REPUBLIKA.CO.ID, JAKARTA --- Pengamat terorisme Al Chaidar mengatakan infiltrasi berbagai ideologi ke gerakan Negara Islam Indonesia (NII) sangat beragam. Itu tak hanya datang dari kekuatan intelijen, tapi ke dalam tubuh gerakan ini juga terjadi infiltrasi dan desepsi dari ideologi PKI hingga pemahaman Islam syaih dan Wahabi.
''Itulah yang terjadi sepenjang penelitian saya. Setelah tertangkap dan dieksekusinya SM Kartosoewirjo di tahun 1962, maka audiens (khalayak) politik Indonesia mulai menoleh ke Soekarno sebagai solidarity maker yang cerdik dan charming. Khalayak Indonesia kemudian lebih memilih Sukarno ketimbang SM Kartosoewirjo dengan Darul Islamnya. Klaim-klaim politik pun kemudian mengalir dari Sukarno terhadap berbagai daerah yang dianggap 'memberontak' di bawah panji Darul Islam,'' kata Al Chaidar, di Jakarta, Senin (17/07/2023) pagi.
--
### Permintaan a
Menurut teks sumber, pada tahun berapa SM Kartosoewirjo ditangkap dan dieksekusi?

Data tersimpan
--
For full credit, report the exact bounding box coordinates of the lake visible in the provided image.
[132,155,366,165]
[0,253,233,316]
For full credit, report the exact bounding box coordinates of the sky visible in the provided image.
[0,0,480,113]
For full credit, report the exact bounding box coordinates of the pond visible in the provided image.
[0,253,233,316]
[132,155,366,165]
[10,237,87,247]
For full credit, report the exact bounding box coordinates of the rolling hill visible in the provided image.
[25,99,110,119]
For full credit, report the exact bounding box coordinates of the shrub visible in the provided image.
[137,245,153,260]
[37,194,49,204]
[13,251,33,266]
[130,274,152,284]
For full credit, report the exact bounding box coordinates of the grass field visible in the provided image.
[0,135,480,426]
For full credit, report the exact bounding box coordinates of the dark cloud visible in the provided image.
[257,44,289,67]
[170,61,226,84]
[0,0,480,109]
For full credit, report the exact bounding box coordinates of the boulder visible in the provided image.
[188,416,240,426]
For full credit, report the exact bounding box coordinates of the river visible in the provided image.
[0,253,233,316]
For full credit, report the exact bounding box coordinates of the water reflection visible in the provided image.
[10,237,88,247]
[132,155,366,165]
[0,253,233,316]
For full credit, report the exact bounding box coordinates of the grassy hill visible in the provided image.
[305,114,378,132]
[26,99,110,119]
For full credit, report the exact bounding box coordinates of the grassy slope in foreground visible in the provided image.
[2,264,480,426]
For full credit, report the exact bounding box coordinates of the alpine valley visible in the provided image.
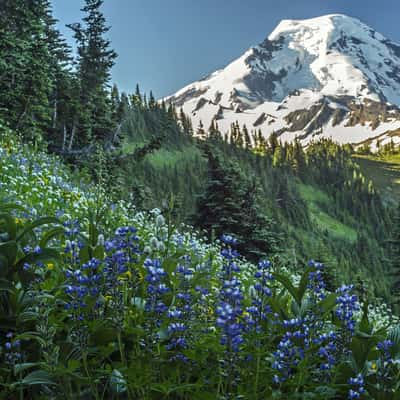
[0,0,400,400]
[166,14,400,148]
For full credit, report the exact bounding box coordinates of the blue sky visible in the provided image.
[53,0,400,97]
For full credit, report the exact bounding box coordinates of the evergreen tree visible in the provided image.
[196,120,207,139]
[0,0,54,142]
[388,204,400,311]
[194,144,278,260]
[69,0,117,147]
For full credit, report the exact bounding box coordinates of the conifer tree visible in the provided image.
[196,120,207,139]
[0,0,54,142]
[194,144,278,260]
[388,204,400,311]
[69,0,117,147]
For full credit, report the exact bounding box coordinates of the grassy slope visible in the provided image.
[124,136,357,243]
[298,184,357,242]
[354,155,400,203]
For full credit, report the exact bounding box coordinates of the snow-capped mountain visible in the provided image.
[166,14,400,146]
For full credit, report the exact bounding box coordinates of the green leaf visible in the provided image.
[0,213,17,240]
[14,363,39,375]
[273,273,301,304]
[17,217,61,241]
[0,240,18,268]
[0,203,27,212]
[79,245,90,264]
[20,370,56,386]
[39,227,65,248]
[318,293,337,314]
[110,369,127,393]
[298,268,315,303]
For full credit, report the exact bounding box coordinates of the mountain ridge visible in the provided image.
[165,14,400,146]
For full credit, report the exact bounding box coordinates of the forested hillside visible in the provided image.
[0,0,400,400]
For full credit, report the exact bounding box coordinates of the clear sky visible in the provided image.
[53,0,400,97]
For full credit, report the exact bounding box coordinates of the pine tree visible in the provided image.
[194,144,278,261]
[196,120,207,139]
[388,204,400,310]
[69,0,117,147]
[243,124,253,150]
[0,0,54,143]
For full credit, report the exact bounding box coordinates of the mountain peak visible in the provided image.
[168,14,400,148]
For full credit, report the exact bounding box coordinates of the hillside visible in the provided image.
[0,127,400,400]
[111,103,390,298]
[355,155,400,205]
[0,0,400,400]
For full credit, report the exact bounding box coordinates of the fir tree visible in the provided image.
[69,0,117,147]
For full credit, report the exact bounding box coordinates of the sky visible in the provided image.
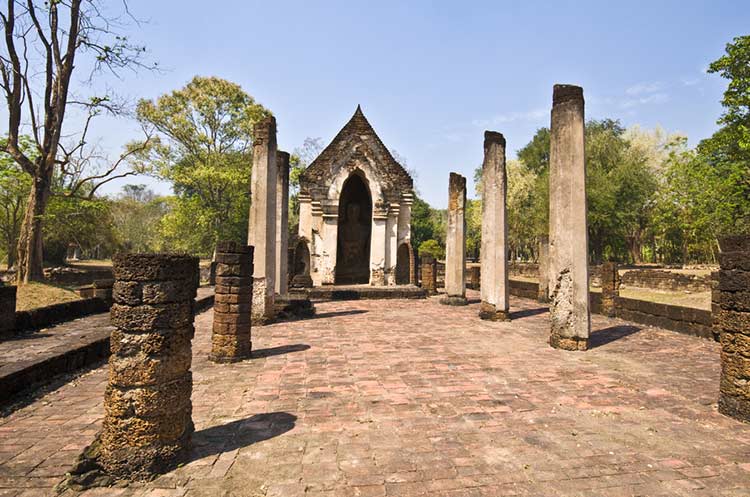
[0,0,750,207]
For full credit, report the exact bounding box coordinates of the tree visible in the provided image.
[137,76,271,254]
[110,185,171,252]
[0,0,154,282]
[0,137,34,269]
--
### Permintaan b
Dari baris-baris Data tersimpan di atas, tulis ulang sebagai tabel Markdown berkolom No dan Isi, tanpa baris kosong. Mulailah dari baris yang memuat "valley visible in the provided image.", berhentilah setelah baris yang memuat "[354,155,400,203]", dan jangan sertakan gambar.

### Jawaban lengkap a
Tahun 1962.

### Jawaban lengkap b
| No | Isi |
|---|---|
| 1 | For full credit, report the exact bounding box coordinates of the alpine valley visible in the provided image. |
| 2 | [0,0,400,400] |
| 3 | [166,14,400,148] |
| 4 | For full credit, report the exact bounding box coordinates of the blue sky visible in the provided image. |
| 5 | [53,0,400,97] |
| 6 | For full credit, report the exact bounding box coordinates of the evergreen tree visible in the provided image. |
| 7 | [196,120,207,139] |
| 8 | [0,0,54,142] |
| 9 | [388,204,400,311] |
| 10 | [194,144,278,260] |
| 11 | [69,0,117,147] |
| 12 | For full credit, report the exact bounding box coordinates of the conifer tree visible in the provided image. |
| 13 | [196,120,207,139] |
| 14 | [0,0,54,142] |
| 15 | [194,144,278,260] |
| 16 | [388,204,400,311] |
| 17 | [69,0,117,147] |
| 18 | For full credit, report the exact bounding box coordinates of the grassy slope visible in the provided image. |
| 19 | [124,136,357,243] |
| 20 | [298,184,357,242] |
| 21 | [354,155,400,203] |